* [WRITTEN TASK] Copy all of the material word for word, except for the pictures.

(Excerpts of pointing data)
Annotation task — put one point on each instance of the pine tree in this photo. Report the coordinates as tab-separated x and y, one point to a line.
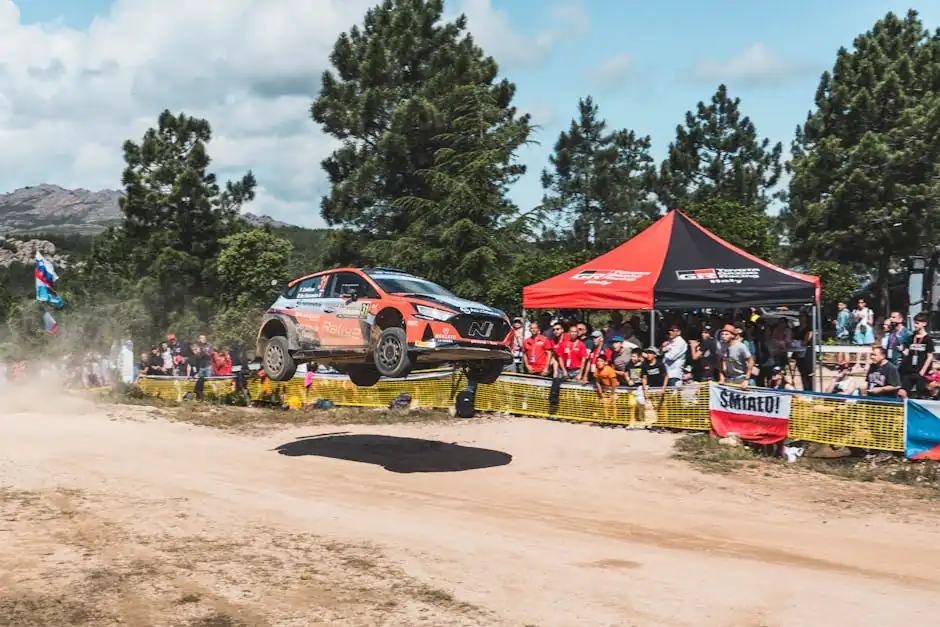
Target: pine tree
461	232
387	100
717	154
866	163
175	216
599	185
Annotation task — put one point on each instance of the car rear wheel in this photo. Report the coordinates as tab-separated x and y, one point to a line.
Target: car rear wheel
363	376
277	361
485	372
391	353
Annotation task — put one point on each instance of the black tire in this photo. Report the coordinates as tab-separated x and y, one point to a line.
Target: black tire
277	361
363	376
391	353
486	372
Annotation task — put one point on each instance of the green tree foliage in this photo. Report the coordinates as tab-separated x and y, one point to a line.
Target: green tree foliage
746	227
462	230
839	282
175	218
599	186
866	182
247	265
718	154
390	100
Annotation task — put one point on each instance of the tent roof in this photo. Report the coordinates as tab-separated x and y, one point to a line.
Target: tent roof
675	263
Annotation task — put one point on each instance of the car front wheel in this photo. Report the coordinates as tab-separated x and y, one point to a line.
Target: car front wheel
391	353
277	361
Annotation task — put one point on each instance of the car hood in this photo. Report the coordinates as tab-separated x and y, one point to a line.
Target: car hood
460	305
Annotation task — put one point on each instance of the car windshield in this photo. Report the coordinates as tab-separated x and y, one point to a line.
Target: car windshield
410	285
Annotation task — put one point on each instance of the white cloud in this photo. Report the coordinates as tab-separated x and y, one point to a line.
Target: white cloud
494	31
613	73
758	65
70	98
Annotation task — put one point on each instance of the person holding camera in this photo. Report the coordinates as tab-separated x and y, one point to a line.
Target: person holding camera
916	360
897	337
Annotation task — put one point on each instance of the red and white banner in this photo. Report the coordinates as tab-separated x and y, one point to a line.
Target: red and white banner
756	415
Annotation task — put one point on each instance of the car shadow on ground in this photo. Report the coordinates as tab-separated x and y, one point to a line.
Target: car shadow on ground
396	454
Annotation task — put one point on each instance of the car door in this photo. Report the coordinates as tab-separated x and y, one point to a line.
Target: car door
347	326
310	308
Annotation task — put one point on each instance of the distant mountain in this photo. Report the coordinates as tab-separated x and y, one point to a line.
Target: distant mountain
53	209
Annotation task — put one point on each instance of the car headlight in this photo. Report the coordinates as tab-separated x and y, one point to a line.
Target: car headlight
434	313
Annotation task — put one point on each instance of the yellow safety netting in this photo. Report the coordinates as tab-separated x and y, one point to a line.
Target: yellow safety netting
845	421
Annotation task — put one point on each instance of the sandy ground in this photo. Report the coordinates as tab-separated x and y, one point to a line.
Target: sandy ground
109	515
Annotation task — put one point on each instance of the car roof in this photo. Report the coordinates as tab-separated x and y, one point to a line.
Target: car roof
366	271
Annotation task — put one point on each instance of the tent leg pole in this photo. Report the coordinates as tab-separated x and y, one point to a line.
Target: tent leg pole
652	327
817	365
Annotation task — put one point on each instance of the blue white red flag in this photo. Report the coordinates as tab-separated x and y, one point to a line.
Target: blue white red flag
45	282
49	322
922	432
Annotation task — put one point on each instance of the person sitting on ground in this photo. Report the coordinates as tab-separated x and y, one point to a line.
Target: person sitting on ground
844	383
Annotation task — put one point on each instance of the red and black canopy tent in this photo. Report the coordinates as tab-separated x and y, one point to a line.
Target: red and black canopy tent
675	264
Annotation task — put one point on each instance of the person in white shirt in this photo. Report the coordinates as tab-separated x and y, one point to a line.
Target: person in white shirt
675	350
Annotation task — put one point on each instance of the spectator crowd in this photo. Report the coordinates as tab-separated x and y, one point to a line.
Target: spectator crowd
172	358
770	349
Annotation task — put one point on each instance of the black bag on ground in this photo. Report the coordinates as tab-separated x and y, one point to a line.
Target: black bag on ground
464	404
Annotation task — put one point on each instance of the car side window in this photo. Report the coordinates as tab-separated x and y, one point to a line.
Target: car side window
345	282
308	288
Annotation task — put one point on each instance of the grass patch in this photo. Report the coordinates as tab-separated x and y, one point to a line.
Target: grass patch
705	453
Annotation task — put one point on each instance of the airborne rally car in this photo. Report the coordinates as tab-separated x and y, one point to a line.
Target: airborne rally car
379	322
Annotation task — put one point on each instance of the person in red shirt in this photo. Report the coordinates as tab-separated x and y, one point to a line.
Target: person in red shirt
538	352
571	353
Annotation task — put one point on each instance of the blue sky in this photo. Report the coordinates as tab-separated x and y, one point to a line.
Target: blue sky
644	63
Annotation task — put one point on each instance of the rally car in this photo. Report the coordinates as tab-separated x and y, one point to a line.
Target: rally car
379	322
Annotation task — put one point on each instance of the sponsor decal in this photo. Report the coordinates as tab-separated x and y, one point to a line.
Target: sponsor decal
606	277
341	331
719	275
482	329
446	336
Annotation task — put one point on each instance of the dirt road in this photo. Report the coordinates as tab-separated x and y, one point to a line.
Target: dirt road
110	515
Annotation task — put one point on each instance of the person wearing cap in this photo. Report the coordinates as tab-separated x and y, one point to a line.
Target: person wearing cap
518	337
777	381
653	375
844	383
606	382
675	350
736	360
916	358
596	349
539	358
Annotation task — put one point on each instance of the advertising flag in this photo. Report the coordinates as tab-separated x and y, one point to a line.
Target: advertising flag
45	282
756	415
922	440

* [SOLUTION]
Annotation task — put one point on each instance of the pine tree in this photo. Report the coordinates as tab-separated x and y, one point to a line.
Target: pine tree
461	232
387	100
717	154
866	163
175	216
599	185
Annotation task — put one point on each instance of the car rear wheel in this photo. Report the coordinates as tab-separated x and y, one point to a line.
Target: car rear wheel
363	376
277	361
485	372
391	353
Annotation task — put one point on each instance of the black tire in this photo. Report the coordinates as tab-separated x and y, one point to a line.
Target: black tire
277	361
363	376
391	353
486	372
Annotation task — put one point on each instance of the green tree foliage in this photo. Report the coordinates as tab-separated x and y, one point to a line.
Target: green tree foliage
746	227
462	230
839	282
175	218
599	186
866	182
247	265
718	154
390	100
Annotation task — put one point on each instance of the tent roof in this photo. Report the coordinates as tab-separated x and y, one point to a line.
Target: tent roof
675	263
Annotation task — put one point on each instance of the car front wheel in this photo. Report the coordinates as tab-separated x and y, one point to a line.
Target: car front wheel
391	353
277	361
Annotation task — put one point on each instance of the car hood in this photo. Report the coordinates as tab-separated x and y, one point to a line.
Target: car hood
460	305
Annotation task — put one point on each instance of the car windshield in this photo. Report the coordinates as tab-separated x and y, one point to a line.
Target: car windshield
410	285
Annotation task — put one point on each instance of the white cloud in this photo. Report the coordinates as tab-separated x and y, one point to a line.
Target: white cloud
494	31
613	73
758	65
70	98
Annotation task — put one point on each instance of the person holding camera in this photo. Report the coordinates as tab-separated x and y, one point to a line.
Target: person holding camera
916	360
897	337
Annotation task — put one point on each instance of the red and white banner in this photo. Report the coordinates as tab-separated x and y, one point to a line.
Target: red and white banner
756	415
Annotation task — put one point on each instance of the car shadow on ground in this photo. Report the coordinates as tab-separated x and y, one point to a line.
Target: car shadow on ground
396	454
Annotation task — put one point on each instance of the car door in this photo. Report the coordinates as tab-separated x and y, one point to a line.
Target: car door
347	326
310	308
Annotation task — put one point on each instance of the distant mountain in this photo. Report the coordinates as tab-separated x and y, one point to a line.
Target: distant mountain
53	209
Annotation task — put one point on each instance of the car headlight in this photo. Report the coordinates as tab-separated x and y, one point to a line.
Target: car headlight
434	313
Annotation task — put one point on each instance of the yellow safety netting in this photo. Report the coordinates as tab-separated x and y, one point to a line.
Target: yellow safety netting
845	421
Annotation task — put one point on each instance of the sandy ground in this photo. Report the coordinates as tab-separated x and y, one point to a line.
Target: sandy ground
109	515
Annotation task — put one point on each instance of the car roof in this photo. Report the coordinates as tab-separated x and y, one point to a line.
Target: car roof
366	271
Annotation task — put one point on each instance of the tent leg pole in this photo. Report the coordinates as tab-separated x and y, one point to a line.
Target: tent leg pole
652	327
817	365
Annotation task — put one point on each instance of the blue white red flag in this photo. Report the coordinates as tab-separated x and y, one point to a line.
Target: blue white red flag
45	282
49	322
922	432
Annotation task — put one point on each instance of the person sitting on ground in this photo. Report the coordinates as tab-separated x and y, one point to a line.
Target: person sitting on ground
844	383
Annotation task — put one point on each instance of the red and black canopy tent in this photo. Report the coordinates as tab-separated x and y, one point to a line.
Target: red and black canopy tent
675	264
Annotation task — put one point on each instance of the person in white shirt in this photo. Report the coordinates as tab-separated x and y, one point to a line.
Target: person in white shirt
675	350
Annotation task — put one point on each instance of the spectator crowd in this photo. Report the coordinates as tab-separated x and y, one point to a line.
Target: spectator crowd
172	358
770	349
Annotation task — put one point on each instance of the black bag on ground in this photo. Report the coordinates as tab-separated x and y, one point to a line.
Target: black bag on ground
464	404
Annotation task — put one point on each instance of the car side window in this photo. Report the coordinates as tab-separated x and y, one point to a line.
Target: car side window
345	282
308	288
Annotation task — put one point on each instance of the grass patch in this photo. Report the coordinates as tab-separated x and y, one point to a line.
Target: grass patch
705	453
Annotation task — put one point on each instance of the airborne rally car in this photo. Report the coordinates as tab-separated x and y, one point to a line.
Target: airborne rally car
379	322
Annotation task — put one point on each instance of the person in red shirt in this photo. Report the coordinates as tab-separated x and y, one point to a line.
Target: person in red shirt
538	352
571	353
Annotation task — put one point on each instance of the blue sky in this photo. Report the coordinates as tab-separated x and y, one point to a line.
Target: blue sky
644	63
Annotation task — put one point on each instance of the rally car in this photo. Report the coordinates as tab-separated x and y, one point to a line.
Target: rally car
379	322
Annotation task — put one point on each instance of the sponsor decal in this photo. Report the coordinates as tab-separated x and y, one point to a line.
Target: sponsor decal
606	277
341	331
719	275
482	329
446	336
Annotation task — put one point on each instance of the dirt road in this photo. Report the coordinates as tab-separated x and y, one point to a line.
Target: dirt road
110	515
Annotation task — put one point on each instance of the person wearing cap in this photo. Report the coordinates as tab-separated x and y, one point to a line.
Target: person wearing cap
518	337
777	381
653	375
844	383
606	382
675	350
736	360
916	358
596	349
539	358
Annotation task — put one point on each instance of the advertising flag in this photo. Report the coordinates as tab-separated x and y, one point to a line.
Target: advertising flag
45	282
756	415
922	440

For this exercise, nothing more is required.